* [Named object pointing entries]
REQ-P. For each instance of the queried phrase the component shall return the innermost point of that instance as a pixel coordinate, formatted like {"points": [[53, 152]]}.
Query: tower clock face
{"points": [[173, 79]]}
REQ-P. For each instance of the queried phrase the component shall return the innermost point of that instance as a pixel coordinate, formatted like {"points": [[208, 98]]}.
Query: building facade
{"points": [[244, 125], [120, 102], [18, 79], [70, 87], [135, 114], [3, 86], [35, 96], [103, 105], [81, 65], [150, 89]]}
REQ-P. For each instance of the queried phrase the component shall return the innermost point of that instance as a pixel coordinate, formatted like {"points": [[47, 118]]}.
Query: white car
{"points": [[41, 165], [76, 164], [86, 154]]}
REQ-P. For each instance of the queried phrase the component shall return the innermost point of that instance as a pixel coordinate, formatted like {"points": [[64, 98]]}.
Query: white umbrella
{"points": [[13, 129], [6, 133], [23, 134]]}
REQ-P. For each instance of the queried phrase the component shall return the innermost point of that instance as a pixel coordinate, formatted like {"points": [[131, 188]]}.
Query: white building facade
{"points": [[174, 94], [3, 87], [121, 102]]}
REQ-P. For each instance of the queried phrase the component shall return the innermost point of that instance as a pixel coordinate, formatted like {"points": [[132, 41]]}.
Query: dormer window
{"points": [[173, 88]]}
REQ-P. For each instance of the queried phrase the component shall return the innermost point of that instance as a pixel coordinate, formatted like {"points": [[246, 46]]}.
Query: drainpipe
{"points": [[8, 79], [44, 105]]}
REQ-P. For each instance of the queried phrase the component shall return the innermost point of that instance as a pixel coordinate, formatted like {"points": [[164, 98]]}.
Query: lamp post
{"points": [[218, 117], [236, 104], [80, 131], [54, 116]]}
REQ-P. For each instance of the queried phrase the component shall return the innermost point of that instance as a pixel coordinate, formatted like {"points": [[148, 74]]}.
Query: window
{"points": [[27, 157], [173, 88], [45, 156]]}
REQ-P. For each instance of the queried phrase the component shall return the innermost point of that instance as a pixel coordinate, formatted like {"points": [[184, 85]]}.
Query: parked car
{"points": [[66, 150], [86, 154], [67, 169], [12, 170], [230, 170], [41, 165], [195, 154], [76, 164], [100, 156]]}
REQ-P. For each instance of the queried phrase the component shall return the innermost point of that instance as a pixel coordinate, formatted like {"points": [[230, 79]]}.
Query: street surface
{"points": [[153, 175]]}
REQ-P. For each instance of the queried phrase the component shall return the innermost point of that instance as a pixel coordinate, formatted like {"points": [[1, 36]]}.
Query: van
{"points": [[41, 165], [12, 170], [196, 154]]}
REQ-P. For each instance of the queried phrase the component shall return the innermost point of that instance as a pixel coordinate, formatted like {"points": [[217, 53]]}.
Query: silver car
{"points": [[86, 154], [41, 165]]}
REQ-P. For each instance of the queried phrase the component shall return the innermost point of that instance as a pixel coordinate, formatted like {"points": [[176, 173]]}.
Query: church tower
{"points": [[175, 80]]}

* [What is being asked] Copy all of the data exactly.

* [Solution for this problem]
REQ-P. For each instance of the queried phrase the component shall return the innermost point of that instance as a pixel coordinate, formatted like {"points": [[53, 152]]}.
Query: tower clock face
{"points": [[173, 79]]}
REQ-P. For each instance of the queried phrase the component shall return the innermost point of that instance as a pixel coordinate, formatted like {"points": [[208, 98]]}.
Query: building facade
{"points": [[244, 125], [120, 102], [18, 79], [70, 87], [135, 114], [3, 86], [35, 96], [103, 105], [81, 65], [150, 89]]}
REQ-P. For each instance of the queried phrase the component shall return the innermost point of that instance as a pixel coordinate, formatted like {"points": [[47, 118]]}.
Query: white car
{"points": [[41, 165], [76, 164], [86, 154]]}
REQ-P. For each instance of the queried phrase the component shall return the innermost point of that instance as a pixel coordinate, formatted like {"points": [[64, 98]]}.
Query: white umbrella
{"points": [[13, 129], [6, 133], [23, 134]]}
REQ-P. For each instance of the queried phrase the component shall return the innermost point of that instance as a pixel coordinate, formatted like {"points": [[131, 188]]}.
Query: white building facade
{"points": [[174, 94], [3, 87], [121, 102]]}
REQ-P. For each instance of the queried phrase the component shall return the innermost point of that instance as a pixel coordinate, formatted like {"points": [[132, 41]]}.
Query: dormer window
{"points": [[173, 88]]}
REQ-P. For each instance of the queried phrase the component shall return the innermost point of that instance as a pixel coordinate, formatted like {"points": [[246, 46]]}.
Query: drainpipe
{"points": [[8, 79], [44, 105]]}
REQ-P. For each instance of the queried phrase the component shall return the innermost point of that instance as a pixel coordinate, formatted like {"points": [[164, 98]]}.
Query: lamp post
{"points": [[218, 117], [236, 104], [80, 131], [54, 116]]}
REQ-P. For each instance of the queried phrase the component shall return the innermost point of that instance as a pixel coordinate, formatted like {"points": [[148, 74]]}.
Query: window
{"points": [[27, 157], [173, 88], [45, 156]]}
REQ-P. For each instance of the queried phrase the component shall return the innermost point of that instance as a pixel coordinate, formatted like {"points": [[184, 85]]}.
Query: parked car
{"points": [[66, 150], [86, 154], [67, 169], [12, 170], [230, 170], [41, 165], [195, 154], [76, 164], [100, 156]]}
REQ-P. For each instance of the queried phrase the component shall return the innermost point of that instance as a pixel coordinate, formatted like {"points": [[230, 79]]}.
Query: street surface
{"points": [[153, 175]]}
REQ-P. For each instance of the queried phrase the component shall return the innermost point of that instance as a pixel coordinate, formatted like {"points": [[1, 36]]}.
Query: van
{"points": [[41, 165], [12, 170], [196, 154]]}
REQ-P. For each instance of the queried phrase the component shall return the innermost point of that instance as a pixel coordinate, formatted like {"points": [[217, 53]]}.
Query: silver car
{"points": [[86, 154], [41, 165]]}
REQ-P. For each instance of the queried phrase the component shall return the innermost point of that instance as a pixel coordinate, formatted like {"points": [[176, 173]]}.
Query: church tower
{"points": [[175, 80]]}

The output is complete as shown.